Bipartisanship? Not so much

From the House Ways & Means Health Subcommittee hearing on the Medicare Payment Advisory Commission March report to Congress, Longworth House Office building.

Medicare Payment Advisory Commission (MedPAC) Commissioner Glenn Hackbarth found himself doing an Irish jig on St. Patrick’s Day Tuesday as he fielded requests, comments, and complaints from Democrats and Republicans on the Health Subcommittee that fell along clearly predictable party lines. 

Courtesy Flickr Creative Commons User Adam Baker

Courtesy Flickr Creative Commons User Adam Baker

Subcommittee Chairman Pete Stark  (D-Calif.) set the tone by stating that health care reform started with Medicare and that the private sector had done a poor job with the small portion of the program it has been offered (known as Medicare Advantage).  The ranking Republican member, Wally Herger (Calif.) slammed back with allegations that Medicare is woefully inefficient, that it underpays physicians and hospitals, is rife with fraud and abuse, and that it’s the reason why health care costs so much for private citizens.

“I would strongly urge my friends on the other side to consider the evidence we’ll hear today — about the significant problems in the Medicare program — before trying to force 120 million Americans who currently have private helath insurance into another government-run health plan,” said Mr. Herger.

For the most part, committee members — both Democrats and Republicans — did not seem to actually want Mr. Hackbarth’s opinion or input on anything.   But Mr. Hackbarth is no potted plant.  He managed to give thoughtful responses on a variety of issues — from whether the Part D drug benefit has been a success or a failure to the appropriateness of geographically-determined payment adjustments to the necessity of cost-effectiveness research and how it should be used.

At one point, he was chastised for MedPAC’s supposed lack of diversity.  “You got a Texas guy on there?” asked Republican Rep. Sam Johnson.  Mr. Hackbarth responded no, but said there was a representative from the South.

Courtesy Flickr Creative Commons user exfordy

Courtesy Flickr Creative Commons user exfordy

Although Rep. Herger had suggested initially that Committee members should focus on areas of agreement in the hopes that it could “build the goodwill that could lead to a truly bipartisan health reform proposal,” it was clear by the end of the hearing that goodwill seemed to be in fairly short supply.
———
Task instructions: Write out the part of the hearing article from "Bipartisanship? Not so much" to "House Office building.", word for word.
———
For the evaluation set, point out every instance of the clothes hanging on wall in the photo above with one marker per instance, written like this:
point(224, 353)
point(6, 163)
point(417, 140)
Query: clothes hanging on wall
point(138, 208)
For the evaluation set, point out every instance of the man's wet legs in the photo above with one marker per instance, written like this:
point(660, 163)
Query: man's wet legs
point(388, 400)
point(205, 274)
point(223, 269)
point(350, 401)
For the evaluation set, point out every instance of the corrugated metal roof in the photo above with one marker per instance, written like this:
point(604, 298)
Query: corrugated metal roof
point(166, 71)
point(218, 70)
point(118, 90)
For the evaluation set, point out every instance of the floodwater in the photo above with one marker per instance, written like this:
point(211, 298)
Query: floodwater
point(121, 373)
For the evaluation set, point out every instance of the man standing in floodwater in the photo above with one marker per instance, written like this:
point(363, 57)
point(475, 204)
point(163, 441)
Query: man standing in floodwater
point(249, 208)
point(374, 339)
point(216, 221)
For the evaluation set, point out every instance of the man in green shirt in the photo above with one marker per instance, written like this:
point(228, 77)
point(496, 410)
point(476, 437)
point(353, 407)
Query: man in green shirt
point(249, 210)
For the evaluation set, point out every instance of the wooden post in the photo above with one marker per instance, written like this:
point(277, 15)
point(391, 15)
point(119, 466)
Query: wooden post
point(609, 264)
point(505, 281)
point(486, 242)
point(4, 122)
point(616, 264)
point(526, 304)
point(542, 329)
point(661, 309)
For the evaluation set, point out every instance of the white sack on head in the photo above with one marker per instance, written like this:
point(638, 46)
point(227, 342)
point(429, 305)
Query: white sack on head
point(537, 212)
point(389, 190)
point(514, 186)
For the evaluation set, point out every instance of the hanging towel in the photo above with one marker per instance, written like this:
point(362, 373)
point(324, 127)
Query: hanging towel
———
Exercise solution:
Bipartisanship? Not so much

From the House Ways & Means Health Subcommittee hearing on the Medicare Payment Advisory Commission March report to Congress, Longworth House Office building.